#### Data for analysis

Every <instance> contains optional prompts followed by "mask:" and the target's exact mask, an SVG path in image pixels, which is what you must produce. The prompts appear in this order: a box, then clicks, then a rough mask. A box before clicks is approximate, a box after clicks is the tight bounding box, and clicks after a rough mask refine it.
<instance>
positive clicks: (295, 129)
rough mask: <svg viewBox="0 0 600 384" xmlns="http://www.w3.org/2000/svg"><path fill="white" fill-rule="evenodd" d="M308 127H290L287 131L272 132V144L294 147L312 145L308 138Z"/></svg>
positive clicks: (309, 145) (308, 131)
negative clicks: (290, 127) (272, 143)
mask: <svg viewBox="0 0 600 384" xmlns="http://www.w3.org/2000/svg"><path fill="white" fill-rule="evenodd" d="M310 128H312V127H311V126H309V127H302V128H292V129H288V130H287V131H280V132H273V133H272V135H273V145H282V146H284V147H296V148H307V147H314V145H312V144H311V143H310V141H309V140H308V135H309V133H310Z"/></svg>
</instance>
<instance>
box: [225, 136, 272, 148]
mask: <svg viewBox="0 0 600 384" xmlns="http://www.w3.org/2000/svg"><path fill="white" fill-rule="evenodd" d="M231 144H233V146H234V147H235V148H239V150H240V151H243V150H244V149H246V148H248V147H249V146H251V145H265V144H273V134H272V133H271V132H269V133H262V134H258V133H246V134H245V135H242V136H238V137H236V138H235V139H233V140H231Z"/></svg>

########

# [Task]
Reproduce all of the records above verbatim, line for line and without alteration.

# [Answer to this task]
Every <instance> contains optional prompts followed by "mask:" and the target's exact mask, an SVG path in image pixels, which is what you must produce. The prompts appear in this order: a box, then clicks, then a rough mask. A box before clicks is approximate, a box after clicks is the tight bounding box, and clicks after a rough mask refine it.
<instance>
positive clicks: (295, 129)
rough mask: <svg viewBox="0 0 600 384" xmlns="http://www.w3.org/2000/svg"><path fill="white" fill-rule="evenodd" d="M308 127H290L287 131L272 132V144L294 147L312 145L308 138Z"/></svg>
positive clicks: (309, 145) (308, 131)
negative clicks: (290, 127) (272, 143)
mask: <svg viewBox="0 0 600 384" xmlns="http://www.w3.org/2000/svg"><path fill="white" fill-rule="evenodd" d="M310 128H312V127H311V126H309V127H302V128H292V129H288V130H287V131H280V132H273V133H272V135H273V145H282V146H284V147H296V148H307V147H314V145H312V144H311V143H310V141H309V140H308V135H309V133H310Z"/></svg>
</instance>
<instance>
box: [225, 136, 272, 148]
mask: <svg viewBox="0 0 600 384" xmlns="http://www.w3.org/2000/svg"><path fill="white" fill-rule="evenodd" d="M231 144H233V146H234V147H235V148H239V150H240V151H243V150H244V149H246V148H248V147H249V146H251V145H265V144H273V134H272V133H271V132H269V133H262V134H258V133H246V134H245V135H242V136H238V137H236V138H235V139H233V140H231Z"/></svg>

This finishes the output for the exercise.